Pointing and labeling entries
┄┄┄┄┄┄┄┄┄┄

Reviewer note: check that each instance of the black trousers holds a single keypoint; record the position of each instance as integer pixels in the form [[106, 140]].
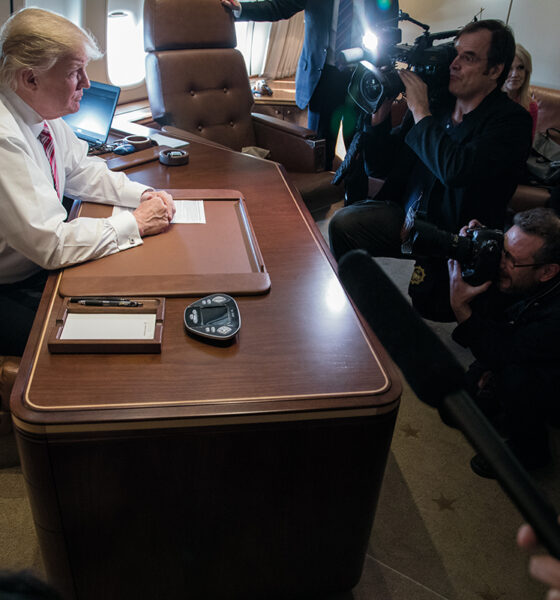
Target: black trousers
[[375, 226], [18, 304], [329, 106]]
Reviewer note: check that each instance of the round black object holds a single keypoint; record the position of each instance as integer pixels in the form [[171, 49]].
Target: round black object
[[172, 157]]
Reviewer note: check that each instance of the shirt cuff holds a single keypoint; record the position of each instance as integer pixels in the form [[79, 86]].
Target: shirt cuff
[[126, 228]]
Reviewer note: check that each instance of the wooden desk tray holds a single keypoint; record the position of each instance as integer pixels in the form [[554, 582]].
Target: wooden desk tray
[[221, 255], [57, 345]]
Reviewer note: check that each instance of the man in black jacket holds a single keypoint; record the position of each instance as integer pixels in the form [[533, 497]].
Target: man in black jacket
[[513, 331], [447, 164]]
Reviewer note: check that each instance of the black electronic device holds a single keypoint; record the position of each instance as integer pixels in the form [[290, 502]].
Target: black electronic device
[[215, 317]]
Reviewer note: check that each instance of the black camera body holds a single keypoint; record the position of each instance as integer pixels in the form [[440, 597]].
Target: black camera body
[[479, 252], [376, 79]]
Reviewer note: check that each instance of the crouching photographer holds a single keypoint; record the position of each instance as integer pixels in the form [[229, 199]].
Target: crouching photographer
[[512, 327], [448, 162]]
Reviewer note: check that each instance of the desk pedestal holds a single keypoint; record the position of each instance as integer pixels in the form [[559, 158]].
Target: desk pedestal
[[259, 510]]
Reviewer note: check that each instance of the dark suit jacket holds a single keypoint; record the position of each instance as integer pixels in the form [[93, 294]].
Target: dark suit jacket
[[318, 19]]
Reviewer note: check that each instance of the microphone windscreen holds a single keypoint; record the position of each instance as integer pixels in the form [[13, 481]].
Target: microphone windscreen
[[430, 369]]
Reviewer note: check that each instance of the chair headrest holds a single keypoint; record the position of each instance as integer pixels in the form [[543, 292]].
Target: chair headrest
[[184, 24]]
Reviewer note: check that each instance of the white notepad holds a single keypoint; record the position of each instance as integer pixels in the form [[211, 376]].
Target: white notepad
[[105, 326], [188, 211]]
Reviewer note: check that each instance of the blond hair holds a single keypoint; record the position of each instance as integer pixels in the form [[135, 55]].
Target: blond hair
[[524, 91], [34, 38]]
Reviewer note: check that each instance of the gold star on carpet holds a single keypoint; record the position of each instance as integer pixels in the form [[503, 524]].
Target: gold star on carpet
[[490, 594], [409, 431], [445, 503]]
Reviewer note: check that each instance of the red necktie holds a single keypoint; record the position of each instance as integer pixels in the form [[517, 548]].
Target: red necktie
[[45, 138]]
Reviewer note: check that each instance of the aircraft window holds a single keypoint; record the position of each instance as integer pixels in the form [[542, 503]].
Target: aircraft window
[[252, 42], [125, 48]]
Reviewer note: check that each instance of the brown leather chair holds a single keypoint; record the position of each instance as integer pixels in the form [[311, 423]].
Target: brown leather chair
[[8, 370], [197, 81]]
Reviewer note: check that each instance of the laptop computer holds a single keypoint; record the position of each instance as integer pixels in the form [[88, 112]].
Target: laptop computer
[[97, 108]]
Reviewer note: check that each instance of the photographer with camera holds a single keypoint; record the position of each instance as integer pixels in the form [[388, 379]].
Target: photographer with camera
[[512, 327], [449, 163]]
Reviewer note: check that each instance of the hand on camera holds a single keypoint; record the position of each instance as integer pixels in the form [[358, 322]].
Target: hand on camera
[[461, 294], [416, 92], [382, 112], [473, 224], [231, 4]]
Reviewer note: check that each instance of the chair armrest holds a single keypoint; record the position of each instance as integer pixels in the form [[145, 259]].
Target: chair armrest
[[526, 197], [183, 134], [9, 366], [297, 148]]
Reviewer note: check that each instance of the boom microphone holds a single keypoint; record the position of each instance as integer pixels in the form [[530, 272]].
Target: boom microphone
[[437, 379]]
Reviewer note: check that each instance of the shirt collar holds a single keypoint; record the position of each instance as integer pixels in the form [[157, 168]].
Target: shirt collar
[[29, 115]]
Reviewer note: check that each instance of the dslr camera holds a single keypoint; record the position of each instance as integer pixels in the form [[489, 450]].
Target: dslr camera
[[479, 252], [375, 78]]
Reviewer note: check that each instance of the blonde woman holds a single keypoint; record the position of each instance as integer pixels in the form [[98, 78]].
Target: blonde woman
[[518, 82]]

┄┄┄┄┄┄┄┄┄┄

Skip the images and write out the rest of the listing exactly.

THE SOLUTION
Reviewer note: check that each instance of the black trousers holds a single keypoint; record the position of each instance as integer pixels in the form [[106, 140]].
Target: black trousers
[[375, 226], [18, 304], [329, 106]]
Reviewer note: check that each instance of the round black object holds a single keypoint; record the position of each instance as integer pixels in the form [[171, 49]].
Target: round black object
[[172, 157]]
Reviewer note: check that each instance of the shirt cuff holds a single keypoint; record the position of each instance as integer pixels in the form [[79, 86]].
Target: shirt cuff
[[126, 228]]
Reviewer note: check that each instance of the wooden desk tray holds a single keypoint; record the position of each instance as integer pixels in the form [[554, 582]].
Target: wooden desk tray
[[221, 255], [57, 345]]
Reviewer note: check that each instance of the man in black jacket holds a single keypoint; record the position of each instance as integer pixels in the form [[533, 497]].
Target: man in black jacket
[[513, 331], [447, 164]]
Reviewer note: check that each instance of the black electronic device holds a single keypoint; record the position of each instance as integer pixels in the form [[290, 502]].
Target: black electronic device
[[215, 317]]
Reviewer note: check that each instance of the black camera body holds a single keypoint; record the position of each instance as integer pixels in the form [[440, 597]].
Target: black camera body
[[479, 252], [376, 79]]
Reviewer note: check that each instance of the crouching photographer holds a single keypoint; record the position of each instance as integer pixels in the form [[229, 199]].
Target: crouching photographer
[[512, 327], [448, 162]]
Reviewer note: check that each instance of the desk pedestal holds a single keypoint; record the position of each instance as integer pixels in the form [[559, 158]].
Target: desk pedestal
[[259, 510]]
Reviewer note: check that each instance of the dark suit jacket holds a single keypoint; record the position of each instance as integer pixels in the form [[93, 294]].
Target: dark suit jacket
[[318, 19]]
Reviewer note: check that each instance of the microphone windscreen holds a single keypoint; record the position of each instance as integer pixels in the form [[13, 481]].
Target: microphone windscreen
[[430, 369]]
Reviewer note: check that each instance of the chair headrest holds a single keypoint; record the position of each instance as integer pixels in the form [[543, 292]].
Target: chair headrest
[[184, 24]]
Reviewer note: check that each instance of the white notepad holds a single keypoint; record the position of each instance as integer pixels in the form [[211, 376]].
Target: white notepad
[[105, 326], [188, 211]]
Reviewer note: check that each instance of the blond hair holds a single keypoint; record the position of each instance as integer pixels in the form [[135, 55]].
Target: blond hair
[[524, 91], [34, 38]]
Reviewer note: check that each instance of the gold star on carpet holds a single keypoint; record the position of each instance as integer pixels in the form [[503, 524]].
Target: gold star on carpet
[[490, 594], [409, 431], [445, 503]]
Reviewer note: check that each instance of the red necktie holds a single keypoint; record the position of each instance as integer pixels in the form [[517, 548]].
Target: red necktie
[[45, 138]]
Reviewer note: check that each instance of the aircraft window holds a single keypoint; record the position of each instance as integer pixels in the form [[542, 503]].
Target: aircraft window
[[252, 42], [125, 48]]
Reviewer note: check that each instance of the brown leather chair holds a single keypoint; record the position of each instance as integer pixels in the form [[311, 423]].
Target: brown leather chair
[[8, 370], [197, 81]]
Reviewer note: check that each instance of the laptop computer holds a single keypoint; record the position of each instance as integer pixels in the form [[88, 112]].
Target: laptop computer
[[97, 108]]
Reviewer note: check that each instance of the photographer with camera holds a single keypoint; record the position of each instance as integer pixels in the form [[388, 379]].
Target: photographer with camera
[[512, 327], [449, 163]]
Reviewer note: check that each instance of the hand on camera holds a single keypoint; record the position of each instance as integer pixels in the form [[358, 322]].
Target: hand on camera
[[461, 294], [416, 92], [382, 112], [473, 224], [231, 4]]
Reviewer note: check that each instance of the chair armrest holds a single keypoint; record the position of each instance as integer pixels in the form [[145, 259]].
Target: chair armrest
[[526, 197], [183, 134], [9, 366], [297, 148]]
Reviewer note: check that each instance of the boom microphone holds a single keypoint; record the position of each instance as integer pixels in the form [[530, 272]].
Target: boom microphone
[[437, 379]]
Reviewer note: check that each instance of the shirt collar holds a single keypoint; record the position of each instance as integer pixels in the form [[157, 168]].
Target: shirt collar
[[29, 115]]
Reviewer note: check that each instance of the dslr camera holds a single keypoint; record the position of each instance as integer pixels in the form [[489, 450]].
Target: dslr camera
[[479, 252], [375, 78]]
Reviewer note: check that each instance of the blonde woman holds a single keypoint; record the position of each instance as integer pixels in the form [[98, 78]].
Target: blonde woman
[[518, 82]]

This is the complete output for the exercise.